= What to work on =
Write out each record exactly as it stands. No pictures belong in the copy.

= Task input =
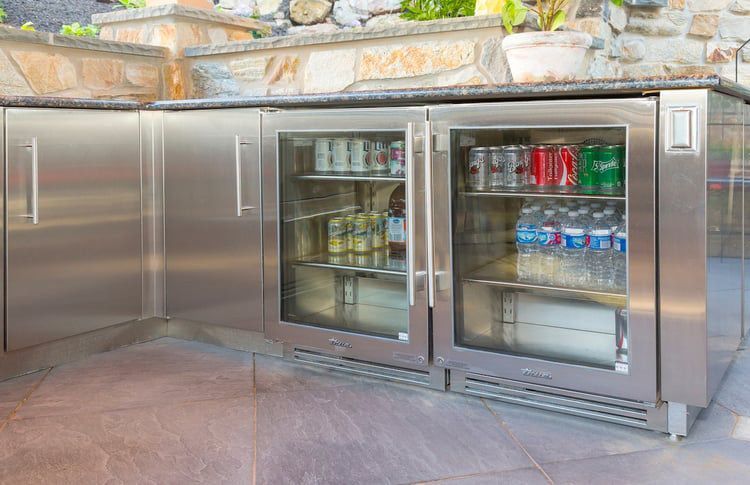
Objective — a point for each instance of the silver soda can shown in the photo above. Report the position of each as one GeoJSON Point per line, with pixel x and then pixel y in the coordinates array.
{"type": "Point", "coordinates": [380, 158]}
{"type": "Point", "coordinates": [341, 155]}
{"type": "Point", "coordinates": [359, 155]}
{"type": "Point", "coordinates": [323, 155]}
{"type": "Point", "coordinates": [477, 169]}
{"type": "Point", "coordinates": [515, 166]}
{"type": "Point", "coordinates": [496, 168]}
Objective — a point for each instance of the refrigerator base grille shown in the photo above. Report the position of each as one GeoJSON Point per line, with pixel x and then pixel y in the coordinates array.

= Result =
Objective — a point for each instance of the silver soda can shown in the photo above. Report the position of each as one GeoJSON Point per line, with pixel x and then pixel y in the coordinates array.
{"type": "Point", "coordinates": [380, 158]}
{"type": "Point", "coordinates": [341, 155]}
{"type": "Point", "coordinates": [359, 155]}
{"type": "Point", "coordinates": [323, 155]}
{"type": "Point", "coordinates": [477, 169]}
{"type": "Point", "coordinates": [515, 166]}
{"type": "Point", "coordinates": [496, 168]}
Objective — a point for each instance of the refrigerator base grille shown in the photo above. Report the position of each as one GeoJSON Point per line, with pixel x and then pixel y in the coordinates array.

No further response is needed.